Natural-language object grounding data
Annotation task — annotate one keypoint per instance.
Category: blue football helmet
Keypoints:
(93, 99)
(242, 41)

> _Work instruction_
Nothing in the records should be altered when they are written out again.

> _Written answer_
Annotation task — annotate one keypoint per instance.
Category: blue football helmet
Keypoints:
(93, 99)
(242, 41)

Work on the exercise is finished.